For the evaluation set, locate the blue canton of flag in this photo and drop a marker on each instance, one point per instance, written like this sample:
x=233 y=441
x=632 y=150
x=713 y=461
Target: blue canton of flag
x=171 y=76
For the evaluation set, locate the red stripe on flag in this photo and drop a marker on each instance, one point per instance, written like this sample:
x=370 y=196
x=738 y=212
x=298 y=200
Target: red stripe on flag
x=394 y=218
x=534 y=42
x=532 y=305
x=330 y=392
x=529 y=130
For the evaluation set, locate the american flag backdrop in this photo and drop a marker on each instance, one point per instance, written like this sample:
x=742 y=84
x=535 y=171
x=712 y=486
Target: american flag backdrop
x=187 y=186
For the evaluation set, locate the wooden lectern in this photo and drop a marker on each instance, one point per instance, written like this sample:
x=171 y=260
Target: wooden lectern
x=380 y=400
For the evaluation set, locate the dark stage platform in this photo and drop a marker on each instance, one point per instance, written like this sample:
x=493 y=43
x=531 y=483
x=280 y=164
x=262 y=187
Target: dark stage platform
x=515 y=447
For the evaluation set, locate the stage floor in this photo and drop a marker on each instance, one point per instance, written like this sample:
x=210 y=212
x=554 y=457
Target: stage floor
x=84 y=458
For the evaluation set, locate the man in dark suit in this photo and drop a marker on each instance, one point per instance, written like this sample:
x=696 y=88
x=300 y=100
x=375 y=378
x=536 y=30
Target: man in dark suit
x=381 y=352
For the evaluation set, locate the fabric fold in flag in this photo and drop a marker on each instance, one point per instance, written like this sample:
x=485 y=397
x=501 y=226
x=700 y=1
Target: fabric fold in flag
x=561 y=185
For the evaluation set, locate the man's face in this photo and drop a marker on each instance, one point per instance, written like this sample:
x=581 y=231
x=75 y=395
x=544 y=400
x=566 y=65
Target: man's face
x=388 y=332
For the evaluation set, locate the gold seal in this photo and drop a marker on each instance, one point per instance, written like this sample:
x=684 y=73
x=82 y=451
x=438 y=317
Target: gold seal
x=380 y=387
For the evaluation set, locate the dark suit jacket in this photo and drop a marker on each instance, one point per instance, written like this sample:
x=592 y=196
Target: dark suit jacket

◇ ◇ ◇ ◇ ◇

__Exercise goal__. Could you write out the material again, starting with the line containing "For the evaluation set, locate the wooden" and going on through the line containing "x=515 y=447", and shift each x and y value in the answer coordinates up by 111? Keep every other line in that stretch unchanged.

__Written solution__.
For the evaluation set, locate the wooden lectern in this photo and drop a marker on each instance, one point per instance, written like this sample:
x=171 y=260
Target: wooden lectern
x=491 y=511
For the evaluation set, locate the dark stage platform in this photo and drop a marker on each instance, one point per instance, written like this sample:
x=493 y=43
x=531 y=483
x=280 y=164
x=262 y=187
Target: dark stage platform
x=626 y=558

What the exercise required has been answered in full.